[Start of section]
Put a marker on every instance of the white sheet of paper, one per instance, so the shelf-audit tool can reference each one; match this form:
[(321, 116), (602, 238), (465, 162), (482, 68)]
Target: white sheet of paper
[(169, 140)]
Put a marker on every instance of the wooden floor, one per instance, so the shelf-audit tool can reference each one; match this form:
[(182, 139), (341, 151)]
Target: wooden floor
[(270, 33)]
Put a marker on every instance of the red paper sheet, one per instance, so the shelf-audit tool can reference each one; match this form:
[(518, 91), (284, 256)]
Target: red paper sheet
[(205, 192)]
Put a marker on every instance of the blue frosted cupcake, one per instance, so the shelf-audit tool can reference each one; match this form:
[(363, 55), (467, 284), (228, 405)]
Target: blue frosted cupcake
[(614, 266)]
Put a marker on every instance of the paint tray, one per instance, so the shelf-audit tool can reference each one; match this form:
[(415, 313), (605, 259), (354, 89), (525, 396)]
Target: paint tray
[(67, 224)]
[End of section]
A word-for-word copy of the data is what should be returned.

**Exercise solution**
Put a marker on every instance of the white sheet of paper, one per instance, so the shelf-audit tool can reference each one; match this form:
[(321, 116), (602, 238), (465, 162), (482, 68)]
Target: white sheet of paper
[(169, 140)]
Put a marker on every instance of the wooden floor, one per instance, so the shelf-audit tool can reference each one; match this form:
[(182, 139), (341, 151)]
Target: wooden floor
[(270, 33)]
Put a marker on every instance of the red paper sheet, one per instance, so the shelf-audit tool can reference each one; match this form:
[(518, 91), (284, 256)]
Target: red paper sheet
[(205, 192)]
Put a marker on every instance of the blue frosted cupcake, one per instance, so the shelf-audit tool can reference each one; match this form:
[(363, 55), (467, 284), (228, 405)]
Target: blue frosted cupcake
[(614, 266)]
Put a marker on every instance of the paint tray, one per instance, so the shelf-audit tool can reference each one; match this form:
[(415, 313), (605, 259), (354, 89), (525, 396)]
Target: paint tray
[(67, 224)]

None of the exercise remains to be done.